Copy out the passage on colonialism and black women in the Caribbean word for word, from start to finish.
====== TEXT SECTION
Colonialism had very detrimental effects on black women in the Caribbean. The former institutionalized black slavery in the region, which, in turn, resulted in the oppression of black women. During the period of slavery in the Caribbean, black female chattel were usually delegated to sexual labor – wet nursing, slave breeding and prostitution (Kempadoo 5). Such an overly degrading status affirmed the racist misconception that black women were immoral and sexually promiscuous.
Many black women in the Caribbean, however, refused to kowtow to colonialism.
They used writing as a means of criticizing the negative social impacts of the latter. In the process, the locality’s female writers came up with a form of literature that sought “to (heal communities), to create metaphors of healing (and) to cure the neocolonial fractured psyche” (Wilentz 33-34). Simply put, theirs was a literary genre that served as a tool for political protest and a way of healing the splintered racial identity of the people in the Caribbean (Wilentz 34).
The desire to attain political and economic supremacy prompted many European countries to acquire territories in Asia, Africa and the Americas from the 15th to the 19th centuries. Accounts of explorers such as Marco Polo, Sir Francis Drake and Prince Henry the Navigator led several European monarchs to believe that the aforementioned continents were boundless sources of gold and silver, as well as other raw materials. Thus, many regions throughout the world became divided into various colonies. The Caribbean, for instance, was partitioned among Spain, Great Britain, France and Holland (Sokolow 192).
============
====== EXTRACTED DATA
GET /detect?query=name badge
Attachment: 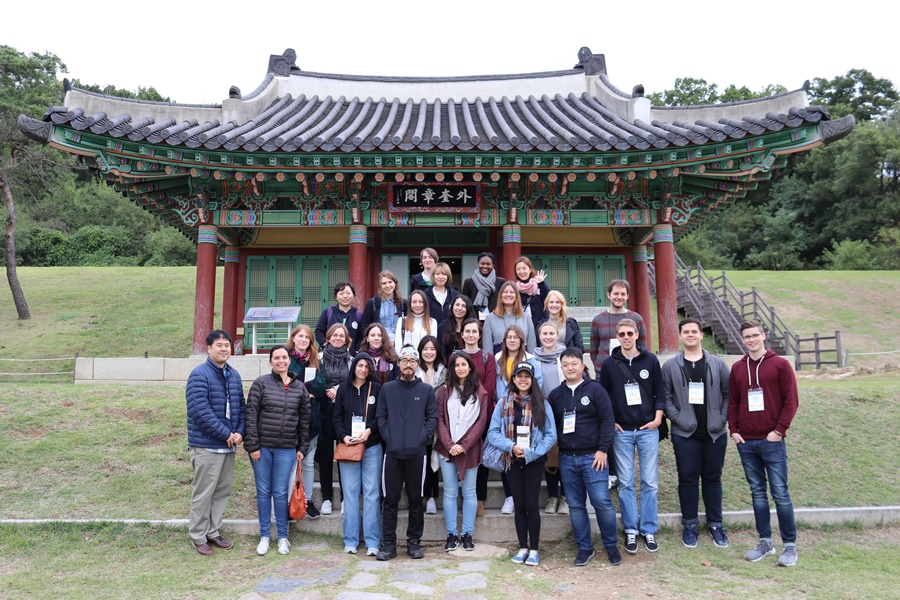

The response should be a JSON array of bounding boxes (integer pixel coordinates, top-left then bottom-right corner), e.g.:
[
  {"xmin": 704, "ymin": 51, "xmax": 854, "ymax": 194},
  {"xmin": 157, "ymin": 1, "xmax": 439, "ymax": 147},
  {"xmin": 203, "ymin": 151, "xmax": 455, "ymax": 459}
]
[
  {"xmin": 350, "ymin": 416, "xmax": 366, "ymax": 437},
  {"xmin": 563, "ymin": 410, "xmax": 575, "ymax": 435},
  {"xmin": 625, "ymin": 383, "xmax": 641, "ymax": 406},
  {"xmin": 688, "ymin": 381, "xmax": 703, "ymax": 404},
  {"xmin": 747, "ymin": 390, "xmax": 766, "ymax": 412},
  {"xmin": 516, "ymin": 425, "xmax": 531, "ymax": 448}
]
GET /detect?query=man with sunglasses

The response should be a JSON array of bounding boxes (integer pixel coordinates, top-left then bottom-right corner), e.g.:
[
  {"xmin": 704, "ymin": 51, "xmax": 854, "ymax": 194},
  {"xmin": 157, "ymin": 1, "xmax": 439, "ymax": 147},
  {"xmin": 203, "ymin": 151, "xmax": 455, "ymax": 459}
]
[
  {"xmin": 599, "ymin": 319, "xmax": 666, "ymax": 554},
  {"xmin": 728, "ymin": 321, "xmax": 800, "ymax": 567}
]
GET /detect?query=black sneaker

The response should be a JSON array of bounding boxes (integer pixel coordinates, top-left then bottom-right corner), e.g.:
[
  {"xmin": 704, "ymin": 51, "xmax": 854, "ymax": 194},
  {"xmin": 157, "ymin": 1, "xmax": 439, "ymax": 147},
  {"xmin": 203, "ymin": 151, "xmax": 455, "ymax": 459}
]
[
  {"xmin": 575, "ymin": 548, "xmax": 597, "ymax": 567},
  {"xmin": 709, "ymin": 527, "xmax": 728, "ymax": 548},
  {"xmin": 681, "ymin": 524, "xmax": 700, "ymax": 548},
  {"xmin": 406, "ymin": 540, "xmax": 425, "ymax": 559},
  {"xmin": 462, "ymin": 533, "xmax": 475, "ymax": 551},
  {"xmin": 625, "ymin": 533, "xmax": 637, "ymax": 554}
]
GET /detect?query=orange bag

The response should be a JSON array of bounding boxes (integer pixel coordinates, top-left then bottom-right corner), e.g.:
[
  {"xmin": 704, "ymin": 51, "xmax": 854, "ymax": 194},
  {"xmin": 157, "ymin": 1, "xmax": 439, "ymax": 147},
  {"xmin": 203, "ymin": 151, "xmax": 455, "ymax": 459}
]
[{"xmin": 288, "ymin": 461, "xmax": 306, "ymax": 521}]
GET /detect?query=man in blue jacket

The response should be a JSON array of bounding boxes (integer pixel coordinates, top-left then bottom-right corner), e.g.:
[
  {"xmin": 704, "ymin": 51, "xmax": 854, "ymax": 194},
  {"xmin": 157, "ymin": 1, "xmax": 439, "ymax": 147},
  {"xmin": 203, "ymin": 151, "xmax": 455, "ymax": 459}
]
[
  {"xmin": 547, "ymin": 348, "xmax": 622, "ymax": 567},
  {"xmin": 185, "ymin": 329, "xmax": 245, "ymax": 556},
  {"xmin": 600, "ymin": 319, "xmax": 666, "ymax": 554},
  {"xmin": 375, "ymin": 344, "xmax": 437, "ymax": 560}
]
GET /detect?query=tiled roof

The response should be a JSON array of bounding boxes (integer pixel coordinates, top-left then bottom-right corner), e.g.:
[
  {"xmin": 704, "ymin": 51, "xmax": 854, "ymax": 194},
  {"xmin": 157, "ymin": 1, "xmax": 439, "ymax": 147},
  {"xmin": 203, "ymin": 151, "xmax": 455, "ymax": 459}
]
[{"xmin": 45, "ymin": 93, "xmax": 829, "ymax": 152}]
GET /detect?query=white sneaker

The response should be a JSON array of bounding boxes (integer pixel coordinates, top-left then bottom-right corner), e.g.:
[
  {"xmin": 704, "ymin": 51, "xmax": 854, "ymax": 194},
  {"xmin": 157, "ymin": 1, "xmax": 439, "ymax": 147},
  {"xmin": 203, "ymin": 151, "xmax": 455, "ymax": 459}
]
[{"xmin": 278, "ymin": 538, "xmax": 291, "ymax": 554}]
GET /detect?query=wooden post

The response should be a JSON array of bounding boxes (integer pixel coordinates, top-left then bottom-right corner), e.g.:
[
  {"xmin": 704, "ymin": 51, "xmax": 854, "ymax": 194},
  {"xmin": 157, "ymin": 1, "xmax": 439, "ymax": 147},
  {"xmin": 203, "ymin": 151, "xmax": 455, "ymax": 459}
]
[
  {"xmin": 191, "ymin": 225, "xmax": 218, "ymax": 354},
  {"xmin": 834, "ymin": 331, "xmax": 844, "ymax": 368}
]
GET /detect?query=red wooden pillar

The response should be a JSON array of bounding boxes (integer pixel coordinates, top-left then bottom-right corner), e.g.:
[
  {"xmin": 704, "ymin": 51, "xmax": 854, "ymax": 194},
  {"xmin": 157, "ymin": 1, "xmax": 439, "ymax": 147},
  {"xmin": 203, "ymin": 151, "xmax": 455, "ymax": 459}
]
[
  {"xmin": 500, "ymin": 219, "xmax": 522, "ymax": 281},
  {"xmin": 631, "ymin": 246, "xmax": 653, "ymax": 350},
  {"xmin": 349, "ymin": 225, "xmax": 369, "ymax": 308},
  {"xmin": 653, "ymin": 223, "xmax": 678, "ymax": 354},
  {"xmin": 222, "ymin": 246, "xmax": 241, "ymax": 340},
  {"xmin": 191, "ymin": 225, "xmax": 218, "ymax": 354}
]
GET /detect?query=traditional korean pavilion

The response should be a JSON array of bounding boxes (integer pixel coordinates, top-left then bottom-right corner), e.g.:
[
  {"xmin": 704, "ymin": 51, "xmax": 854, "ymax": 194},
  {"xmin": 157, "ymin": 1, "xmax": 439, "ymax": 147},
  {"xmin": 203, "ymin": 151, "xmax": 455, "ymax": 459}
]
[{"xmin": 19, "ymin": 48, "xmax": 853, "ymax": 353}]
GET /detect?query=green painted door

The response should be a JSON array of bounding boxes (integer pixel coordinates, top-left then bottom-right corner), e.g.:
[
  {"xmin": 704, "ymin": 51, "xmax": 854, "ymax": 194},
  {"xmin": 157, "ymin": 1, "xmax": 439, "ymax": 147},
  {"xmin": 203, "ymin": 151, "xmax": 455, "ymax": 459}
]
[{"xmin": 244, "ymin": 256, "xmax": 350, "ymax": 348}]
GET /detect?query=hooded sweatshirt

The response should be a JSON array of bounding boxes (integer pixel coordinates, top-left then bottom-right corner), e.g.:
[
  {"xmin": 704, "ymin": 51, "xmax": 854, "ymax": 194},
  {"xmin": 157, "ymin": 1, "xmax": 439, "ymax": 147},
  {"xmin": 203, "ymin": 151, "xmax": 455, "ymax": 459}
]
[{"xmin": 598, "ymin": 346, "xmax": 666, "ymax": 429}]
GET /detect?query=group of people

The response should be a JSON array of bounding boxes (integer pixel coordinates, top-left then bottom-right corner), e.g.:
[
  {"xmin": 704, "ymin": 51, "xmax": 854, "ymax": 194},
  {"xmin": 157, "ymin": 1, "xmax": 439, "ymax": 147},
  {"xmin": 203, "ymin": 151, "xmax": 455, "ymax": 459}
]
[{"xmin": 186, "ymin": 253, "xmax": 798, "ymax": 566}]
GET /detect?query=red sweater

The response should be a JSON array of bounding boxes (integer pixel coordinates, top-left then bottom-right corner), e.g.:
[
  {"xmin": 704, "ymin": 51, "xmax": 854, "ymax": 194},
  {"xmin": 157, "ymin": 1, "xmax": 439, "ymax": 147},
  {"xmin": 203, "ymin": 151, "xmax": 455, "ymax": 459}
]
[{"xmin": 728, "ymin": 350, "xmax": 800, "ymax": 440}]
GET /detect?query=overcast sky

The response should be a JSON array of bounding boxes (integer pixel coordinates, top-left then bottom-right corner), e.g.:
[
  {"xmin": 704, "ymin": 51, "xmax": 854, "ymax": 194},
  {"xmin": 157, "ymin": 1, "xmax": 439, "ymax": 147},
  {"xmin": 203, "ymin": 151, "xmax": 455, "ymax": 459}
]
[{"xmin": 0, "ymin": 0, "xmax": 900, "ymax": 103}]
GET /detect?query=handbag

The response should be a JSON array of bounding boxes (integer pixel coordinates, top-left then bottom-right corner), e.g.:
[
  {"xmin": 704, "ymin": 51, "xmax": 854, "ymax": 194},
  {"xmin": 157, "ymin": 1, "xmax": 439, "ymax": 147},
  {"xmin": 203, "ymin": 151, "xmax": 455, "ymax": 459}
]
[
  {"xmin": 334, "ymin": 381, "xmax": 372, "ymax": 462},
  {"xmin": 288, "ymin": 461, "xmax": 306, "ymax": 521},
  {"xmin": 481, "ymin": 440, "xmax": 506, "ymax": 473}
]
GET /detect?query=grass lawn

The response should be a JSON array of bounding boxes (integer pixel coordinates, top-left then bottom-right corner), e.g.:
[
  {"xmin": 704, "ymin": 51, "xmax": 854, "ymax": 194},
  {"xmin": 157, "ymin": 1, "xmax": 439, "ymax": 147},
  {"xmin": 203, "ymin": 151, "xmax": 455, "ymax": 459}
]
[{"xmin": 727, "ymin": 271, "xmax": 900, "ymax": 367}]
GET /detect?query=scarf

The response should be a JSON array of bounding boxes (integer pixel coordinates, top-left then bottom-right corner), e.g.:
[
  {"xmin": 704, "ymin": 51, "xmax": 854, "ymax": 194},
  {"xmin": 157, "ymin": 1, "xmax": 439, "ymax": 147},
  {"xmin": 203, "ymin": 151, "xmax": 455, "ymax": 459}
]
[
  {"xmin": 289, "ymin": 348, "xmax": 309, "ymax": 365},
  {"xmin": 516, "ymin": 277, "xmax": 538, "ymax": 296},
  {"xmin": 500, "ymin": 392, "xmax": 531, "ymax": 470},
  {"xmin": 322, "ymin": 344, "xmax": 350, "ymax": 385},
  {"xmin": 447, "ymin": 388, "xmax": 481, "ymax": 442},
  {"xmin": 472, "ymin": 269, "xmax": 497, "ymax": 308}
]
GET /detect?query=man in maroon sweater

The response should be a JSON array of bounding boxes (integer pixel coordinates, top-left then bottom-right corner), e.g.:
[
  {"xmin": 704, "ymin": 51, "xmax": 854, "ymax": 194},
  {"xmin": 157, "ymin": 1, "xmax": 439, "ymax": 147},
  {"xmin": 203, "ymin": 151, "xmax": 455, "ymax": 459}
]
[{"xmin": 728, "ymin": 321, "xmax": 799, "ymax": 567}]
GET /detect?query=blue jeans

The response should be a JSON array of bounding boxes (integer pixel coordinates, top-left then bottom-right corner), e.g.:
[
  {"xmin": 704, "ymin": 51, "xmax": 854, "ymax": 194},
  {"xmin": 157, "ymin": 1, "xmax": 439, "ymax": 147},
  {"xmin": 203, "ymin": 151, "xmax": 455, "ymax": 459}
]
[
  {"xmin": 613, "ymin": 429, "xmax": 659, "ymax": 535},
  {"xmin": 672, "ymin": 433, "xmax": 729, "ymax": 527},
  {"xmin": 737, "ymin": 439, "xmax": 797, "ymax": 544},
  {"xmin": 439, "ymin": 456, "xmax": 478, "ymax": 535},
  {"xmin": 559, "ymin": 452, "xmax": 616, "ymax": 550},
  {"xmin": 250, "ymin": 447, "xmax": 297, "ymax": 539},
  {"xmin": 339, "ymin": 444, "xmax": 382, "ymax": 548}
]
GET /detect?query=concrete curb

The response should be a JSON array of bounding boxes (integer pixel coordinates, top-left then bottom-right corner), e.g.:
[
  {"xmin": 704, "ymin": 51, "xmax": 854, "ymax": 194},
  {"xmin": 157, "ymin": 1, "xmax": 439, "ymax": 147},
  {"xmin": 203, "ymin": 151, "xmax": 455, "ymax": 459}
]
============
### YOUR SOLUTION
Colonialism had very detrimental effects on black women in the Caribbean. The former institutionalized black slavery in the region, which, in turn, resulted in the oppression of black women. During the period of slavery in the Caribbean, black female chattel were usually delegated to sexual labor – wet nursing, slave breeding and prostitution (Kempadoo 5). Such an overly degrading status affirmed the racist misconception that black women were immoral and sexually promiscuous.
Many black women in the Caribbean, however, refused to kowtow to colonialism.
They used writing as a means of criticizing the negative social impacts of the latter. In the process, the locality’s female writers came up with a form of literature that sought “to (heal communities), to create metaphors of healing (and) to cure the neocolonial fractured psyche” (Wilentz 33-34). Simply put, theirs was a literary genre that served as a tool for political protest and a way of healing the splintered racial identity of the people in the Caribbean (Wilentz 34).
The desire to attain political and economic supremacy prompted many European countries to acquire territories in Asia, Africa and the Americas from the 15th to the 19th centuries. Accounts of explorers such as Marco Polo, Sir Francis Drake and Prince Henry the Navigator led several European monarchs to believe that the aforementioned continents were boundless sources of gold and silver, as well as other raw materials. Thus, many regions throughout the world became divided into various colonies. The Caribbean, for instance, was partitioned among Spain, Great Britain, France and Holland (Sokolow 192).